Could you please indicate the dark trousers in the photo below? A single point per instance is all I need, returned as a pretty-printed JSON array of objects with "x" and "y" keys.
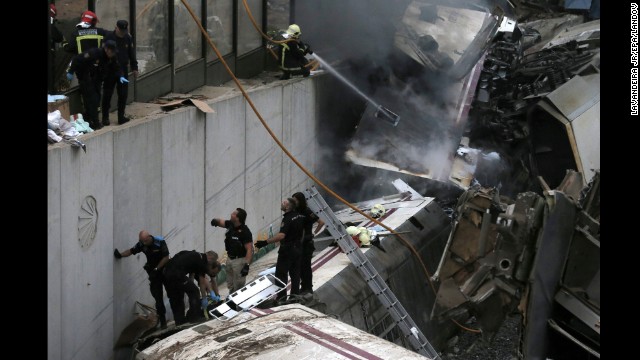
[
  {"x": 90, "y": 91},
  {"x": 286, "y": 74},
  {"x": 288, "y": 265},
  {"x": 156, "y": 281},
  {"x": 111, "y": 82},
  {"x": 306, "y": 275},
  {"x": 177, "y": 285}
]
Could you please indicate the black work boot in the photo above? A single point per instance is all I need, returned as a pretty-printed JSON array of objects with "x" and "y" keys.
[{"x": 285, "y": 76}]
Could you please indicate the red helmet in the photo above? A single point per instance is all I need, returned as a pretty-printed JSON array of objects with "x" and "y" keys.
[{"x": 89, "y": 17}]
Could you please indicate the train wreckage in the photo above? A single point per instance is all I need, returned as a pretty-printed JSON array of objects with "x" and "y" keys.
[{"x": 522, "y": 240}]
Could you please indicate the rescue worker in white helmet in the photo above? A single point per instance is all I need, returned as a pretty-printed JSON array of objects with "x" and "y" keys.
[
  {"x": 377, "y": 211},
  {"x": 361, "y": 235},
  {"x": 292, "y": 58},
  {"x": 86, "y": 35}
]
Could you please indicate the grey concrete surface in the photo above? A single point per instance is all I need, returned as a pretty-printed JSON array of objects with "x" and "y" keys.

- - -

WHAT THE TASK ASKS →
Would it be possible to copy the material exactly, excluding the images?

WRITTEN RESPONSE →
Could you please indicate the dark trousers in the photo below? A single point per instance is all I need, returned as a pretty-printed JSON array of objects with "x" and "y" keys.
[
  {"x": 90, "y": 91},
  {"x": 286, "y": 74},
  {"x": 288, "y": 265},
  {"x": 156, "y": 281},
  {"x": 111, "y": 82},
  {"x": 306, "y": 275},
  {"x": 177, "y": 285}
]
Could you please indicate the black work boot in the photo above? A single point per instance is all I need, returned as a pretty-printed JSON array of objects with "x" and "y" keys.
[{"x": 285, "y": 76}]
Could you please indicate the red helmet in the photo above? A single point per instance is all I need, returned as a pretty-printed JSON array of objects with "x" and "y" keys.
[{"x": 89, "y": 17}]
Could you please indicate the train wreckage in the photo above? A single point per instance is all I need, returned as a pretty-printed JSON array of objects with "x" and "y" keys.
[{"x": 522, "y": 240}]
Could you please indicate the rescue worker in white helmet in the photo above? A single point per instance is all I need, returned as a pretty-printed JSON array of objects with "x" and "y" keys.
[
  {"x": 377, "y": 211},
  {"x": 361, "y": 235},
  {"x": 292, "y": 58},
  {"x": 86, "y": 35}
]
Could you please indicate the grey concrete surface in the photo above? A single point per instance is all I need, returned as a pretty-printed JSON array of objects with "x" and "y" keys.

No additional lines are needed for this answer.